▶ **Rows from a pointing dataset**:

━━━━

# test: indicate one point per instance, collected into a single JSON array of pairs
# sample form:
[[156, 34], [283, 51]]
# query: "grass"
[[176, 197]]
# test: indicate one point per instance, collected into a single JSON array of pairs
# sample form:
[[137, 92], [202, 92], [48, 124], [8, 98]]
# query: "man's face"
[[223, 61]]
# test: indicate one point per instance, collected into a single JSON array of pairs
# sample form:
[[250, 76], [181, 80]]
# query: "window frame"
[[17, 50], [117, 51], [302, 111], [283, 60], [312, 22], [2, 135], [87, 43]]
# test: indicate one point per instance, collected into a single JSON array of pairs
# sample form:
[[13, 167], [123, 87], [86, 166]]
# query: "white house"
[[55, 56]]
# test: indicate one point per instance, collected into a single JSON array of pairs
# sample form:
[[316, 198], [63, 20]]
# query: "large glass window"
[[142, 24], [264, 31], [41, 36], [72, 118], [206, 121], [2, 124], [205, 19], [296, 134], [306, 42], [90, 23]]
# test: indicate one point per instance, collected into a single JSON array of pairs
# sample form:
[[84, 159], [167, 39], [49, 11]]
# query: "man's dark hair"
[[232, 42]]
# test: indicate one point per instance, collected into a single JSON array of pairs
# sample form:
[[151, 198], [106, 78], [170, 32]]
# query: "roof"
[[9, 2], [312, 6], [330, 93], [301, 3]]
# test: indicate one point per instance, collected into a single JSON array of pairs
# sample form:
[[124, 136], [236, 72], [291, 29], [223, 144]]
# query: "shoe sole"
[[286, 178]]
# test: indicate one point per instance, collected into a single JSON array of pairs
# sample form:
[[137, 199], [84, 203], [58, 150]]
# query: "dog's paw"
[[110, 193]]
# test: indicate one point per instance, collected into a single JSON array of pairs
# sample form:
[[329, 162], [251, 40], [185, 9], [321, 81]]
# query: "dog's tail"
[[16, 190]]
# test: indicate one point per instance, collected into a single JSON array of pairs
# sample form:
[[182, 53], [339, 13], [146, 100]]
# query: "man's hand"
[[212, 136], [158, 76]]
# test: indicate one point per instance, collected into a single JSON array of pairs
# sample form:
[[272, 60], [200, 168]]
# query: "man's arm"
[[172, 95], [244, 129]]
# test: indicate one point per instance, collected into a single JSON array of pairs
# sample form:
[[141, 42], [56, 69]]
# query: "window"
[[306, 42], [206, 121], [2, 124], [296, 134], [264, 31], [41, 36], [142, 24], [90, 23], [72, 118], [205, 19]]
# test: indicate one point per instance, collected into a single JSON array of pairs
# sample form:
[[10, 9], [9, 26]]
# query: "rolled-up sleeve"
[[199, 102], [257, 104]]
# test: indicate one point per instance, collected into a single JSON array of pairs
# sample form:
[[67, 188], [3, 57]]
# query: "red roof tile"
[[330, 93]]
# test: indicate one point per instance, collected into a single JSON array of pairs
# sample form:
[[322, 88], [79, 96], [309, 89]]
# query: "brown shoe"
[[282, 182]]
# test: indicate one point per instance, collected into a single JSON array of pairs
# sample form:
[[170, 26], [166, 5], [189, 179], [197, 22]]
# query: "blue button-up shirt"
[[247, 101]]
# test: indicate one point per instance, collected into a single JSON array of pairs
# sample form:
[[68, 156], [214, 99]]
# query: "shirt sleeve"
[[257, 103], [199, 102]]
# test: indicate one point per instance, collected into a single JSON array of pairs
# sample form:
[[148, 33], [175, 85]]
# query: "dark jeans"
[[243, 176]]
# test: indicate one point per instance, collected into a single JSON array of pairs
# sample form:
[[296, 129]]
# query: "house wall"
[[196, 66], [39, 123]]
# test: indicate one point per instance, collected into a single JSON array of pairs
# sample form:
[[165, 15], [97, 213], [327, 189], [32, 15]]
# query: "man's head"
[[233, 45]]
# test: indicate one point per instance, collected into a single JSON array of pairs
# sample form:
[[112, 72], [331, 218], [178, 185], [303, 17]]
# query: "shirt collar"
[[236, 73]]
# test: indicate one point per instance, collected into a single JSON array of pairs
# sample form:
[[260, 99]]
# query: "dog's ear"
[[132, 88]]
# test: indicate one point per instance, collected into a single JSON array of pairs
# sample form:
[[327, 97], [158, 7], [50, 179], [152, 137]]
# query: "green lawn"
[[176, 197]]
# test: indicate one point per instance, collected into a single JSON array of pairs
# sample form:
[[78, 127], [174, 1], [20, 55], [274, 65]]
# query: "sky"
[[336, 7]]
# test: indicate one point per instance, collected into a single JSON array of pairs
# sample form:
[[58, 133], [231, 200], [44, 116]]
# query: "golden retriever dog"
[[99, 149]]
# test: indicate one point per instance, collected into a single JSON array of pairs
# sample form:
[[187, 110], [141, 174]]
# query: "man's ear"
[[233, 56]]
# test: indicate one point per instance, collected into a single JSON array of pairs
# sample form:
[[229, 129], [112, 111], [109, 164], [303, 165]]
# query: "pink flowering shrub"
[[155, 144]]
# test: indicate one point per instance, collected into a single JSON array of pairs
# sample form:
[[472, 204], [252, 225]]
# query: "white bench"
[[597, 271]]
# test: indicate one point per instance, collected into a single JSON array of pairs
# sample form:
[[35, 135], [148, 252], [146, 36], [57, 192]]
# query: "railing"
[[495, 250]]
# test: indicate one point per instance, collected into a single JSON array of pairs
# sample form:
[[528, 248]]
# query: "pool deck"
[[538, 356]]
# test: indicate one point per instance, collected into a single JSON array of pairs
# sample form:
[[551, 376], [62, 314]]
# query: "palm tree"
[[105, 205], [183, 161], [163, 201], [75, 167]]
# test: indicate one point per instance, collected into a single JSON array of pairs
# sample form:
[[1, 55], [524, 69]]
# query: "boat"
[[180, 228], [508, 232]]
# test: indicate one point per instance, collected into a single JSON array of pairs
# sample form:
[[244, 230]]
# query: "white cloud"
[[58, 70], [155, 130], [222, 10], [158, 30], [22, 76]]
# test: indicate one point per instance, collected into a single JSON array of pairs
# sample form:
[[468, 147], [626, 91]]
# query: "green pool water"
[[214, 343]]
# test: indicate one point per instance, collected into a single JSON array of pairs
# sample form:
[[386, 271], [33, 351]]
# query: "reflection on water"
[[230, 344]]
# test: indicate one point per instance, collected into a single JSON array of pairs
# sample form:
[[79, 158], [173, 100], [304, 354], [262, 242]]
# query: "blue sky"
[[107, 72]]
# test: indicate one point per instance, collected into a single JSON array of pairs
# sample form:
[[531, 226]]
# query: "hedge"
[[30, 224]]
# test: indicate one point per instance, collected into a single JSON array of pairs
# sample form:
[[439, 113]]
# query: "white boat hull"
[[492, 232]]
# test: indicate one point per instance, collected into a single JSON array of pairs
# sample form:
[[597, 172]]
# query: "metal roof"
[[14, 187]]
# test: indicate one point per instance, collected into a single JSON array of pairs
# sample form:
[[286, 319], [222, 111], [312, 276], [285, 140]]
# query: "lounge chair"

━━━━

▶ **Exercise requirements**:
Repeat all of the entries exactly.

▶ **Reply**:
# test: indicate one point per instance, collected into a single JSON array of pairs
# sample form:
[[156, 34], [283, 51]]
# query: "grass"
[[176, 197]]
# test: indicate one point per instance, collected into a single JSON array of pairs
# sample form:
[[137, 92], [202, 92], [48, 124], [8, 98]]
# query: "man's face"
[[223, 61]]
# test: indicate one point per instance, collected into a single JSON array of pairs
# sample form:
[[250, 76], [181, 80]]
# query: "window frame"
[[17, 50], [117, 51], [302, 111], [283, 60], [312, 22], [2, 135], [87, 43]]
# test: indicate one point per instance, collected into a single JSON array of pairs
# sample form:
[[13, 167], [123, 87], [86, 166]]
# query: "white house"
[[55, 56]]
# test: indicate one point per instance, collected into a single JSON array of pairs
# sample form:
[[316, 198], [63, 20]]
# query: "large glass window"
[[142, 24], [264, 31], [41, 36], [72, 118], [206, 121], [2, 124], [205, 19], [296, 134], [306, 42], [90, 23]]
# test: indicate one point per instance, collected into a single JSON array of pairs
# sample form:
[[84, 159], [167, 39], [49, 11]]
# query: "man's dark hair"
[[232, 42]]
# test: indicate one point per instance, collected into a single JSON array of pairs
# sample form:
[[151, 198], [106, 78], [170, 32]]
# query: "roof"
[[9, 2], [312, 6], [330, 93], [301, 3]]
# test: indicate one point per instance, collected into a single JSON array of pairs
# sample form:
[[124, 136], [236, 72], [291, 29], [223, 144]]
# query: "shoe sole"
[[286, 178]]
# test: indicate one point per instance, collected into a single JSON array of pairs
# sample form:
[[137, 199], [84, 203], [58, 150]]
# query: "dog's paw"
[[110, 193]]
# test: indicate one point per instance, collected into a single JSON array of pairs
# sample form:
[[329, 162], [251, 40], [185, 9], [321, 81]]
# query: "dog's tail"
[[16, 190]]
# test: indicate one point per instance, collected into a single JSON array of pairs
# sample form:
[[182, 53], [339, 13], [146, 100]]
# query: "man's hand"
[[212, 136], [158, 76]]
# test: indicate one point per instance, collected into a single JSON array of pairs
# sample form:
[[272, 60], [200, 168]]
# query: "man's arm"
[[172, 95], [244, 129]]
# test: indicate one point per instance, collected into a single JSON array of pairs
# sample form:
[[141, 42], [56, 69]]
# query: "window"
[[306, 42], [206, 121], [2, 124], [296, 134], [264, 31], [41, 36], [142, 24], [90, 23], [72, 118], [205, 19]]
# test: indicate one point per instance, collected into a single JSON array of pairs
# sample form:
[[10, 9], [9, 26]]
# query: "rolled-up sleeve"
[[199, 102], [257, 104]]
# test: indicate one point per instance, collected into a single JSON array of pairs
# sample form:
[[67, 188], [3, 57]]
# query: "red roof tile"
[[330, 93]]
# test: indicate one point per instance, collected into a single JSON array of pairs
# sample form:
[[322, 88], [79, 96], [309, 89]]
# query: "brown shoe"
[[282, 182]]
# test: indicate one point per instance, collected into a single JSON array of pairs
# sample form:
[[170, 26], [166, 5], [189, 179], [197, 22]]
# query: "blue button-up shirt"
[[247, 101]]
# test: indicate one point per instance, collected into a single JSON array of pairs
# sample form:
[[68, 156], [214, 99]]
# query: "shirt sleeve"
[[257, 103], [199, 102]]
# test: indicate one point per instance, collected into a single JSON array of pairs
# sample form:
[[148, 33], [175, 85]]
# query: "dark jeans"
[[243, 176]]
# test: indicate one point per instance, collected into a single JSON array of pairs
# sample form:
[[296, 129]]
# query: "house wall"
[[196, 66], [39, 123]]
# test: indicate one point per instance, collected into a single JSON array of pairs
# sample form:
[[165, 15], [97, 213], [327, 189], [32, 15]]
# query: "man's head"
[[233, 45]]
# test: indicate one point per instance, collected into a single JSON array of pairs
# sample form:
[[112, 72], [331, 218], [178, 185], [303, 17]]
# query: "shirt collar"
[[236, 73]]
# test: indicate one point per instance, collected into a single JSON array of pairs
# sample form:
[[260, 99]]
# query: "dog's ear"
[[132, 88]]
# test: indicate one point per instance, collected into a single JSON array of pairs
# sample form:
[[327, 97], [158, 7], [50, 179], [152, 137]]
# query: "green lawn"
[[176, 197]]
# test: indicate one point per instance, collected into a single JSON array of pairs
# sample form:
[[78, 127], [174, 1], [20, 55], [274, 65]]
# query: "sky"
[[336, 7]]
# test: indicate one point per instance, collected into a single JSON array of pairs
# sample form:
[[58, 133], [231, 200], [44, 116]]
# query: "golden retriever dog"
[[99, 149]]
# test: indicate one point per instance, collected into a single JSON array of pairs
# sample form:
[[187, 110], [141, 174]]
# query: "man's ear"
[[233, 56]]
# test: indicate one point per instance, collected into a single JSON array of pairs
# sample form:
[[229, 129], [112, 111], [109, 164], [303, 165]]
# query: "pink flowering shrub"
[[155, 144]]
# test: indicate one point per instance, collected into a single JSON array of pairs
# sample form:
[[472, 204], [252, 225]]
# query: "white bench"
[[597, 271]]
# test: indicate one point per instance, collected into a single JSON array of pairs
# sample form:
[[35, 135], [148, 252], [146, 36], [57, 192]]
# query: "railing"
[[495, 250]]
# test: indicate one point per instance, collected into a single JSON array of pairs
# sample form:
[[528, 248]]
# query: "pool deck"
[[538, 356]]
# test: indicate one point per instance, collected into a single JSON array of pairs
# sample form:
[[551, 376], [62, 314]]
# query: "palm tree"
[[105, 205], [183, 161], [163, 201], [75, 167]]
# test: indicate one point per instance, collected into a single JSON array of pairs
# sample form:
[[1, 55], [524, 69]]
# query: "boat"
[[180, 228], [508, 232]]
# test: indicate one point per instance, collected into a single JSON array of pairs
# sample form:
[[244, 230]]
# query: "white cloud"
[[58, 70], [155, 130], [222, 10], [158, 30], [22, 76]]
# test: indicate one point per instance, collected into a single JSON array of pairs
# sample form:
[[468, 147], [626, 91]]
# query: "green pool water"
[[214, 343]]
# test: indicate one point per instance, collected into a single JSON array of pairs
# sample form:
[[386, 271], [33, 351]]
# query: "reflection on water"
[[230, 344]]
# test: indicate one point per instance, collected into a single JSON array of pairs
# sample form:
[[79, 158], [173, 100], [304, 354], [262, 242]]
# query: "blue sky"
[[107, 72]]
# test: indicate one point per instance, collected into a single JSON array of pairs
# sample form:
[[531, 226]]
# query: "hedge"
[[30, 224]]
# test: indicate one point per instance, collected into a single JSON array of pairs
# sample form:
[[439, 113]]
# query: "white boat hull"
[[492, 232]]
# test: indicate one point per instance, collected into a single JSON array of pairs
# sample form:
[[597, 172]]
# query: "metal roof"
[[14, 187]]
# test: indicate one point per instance, collected into a single JSON array of pairs
# sample form:
[[286, 319], [222, 111], [312, 276], [285, 140]]
# query: "lounge chair"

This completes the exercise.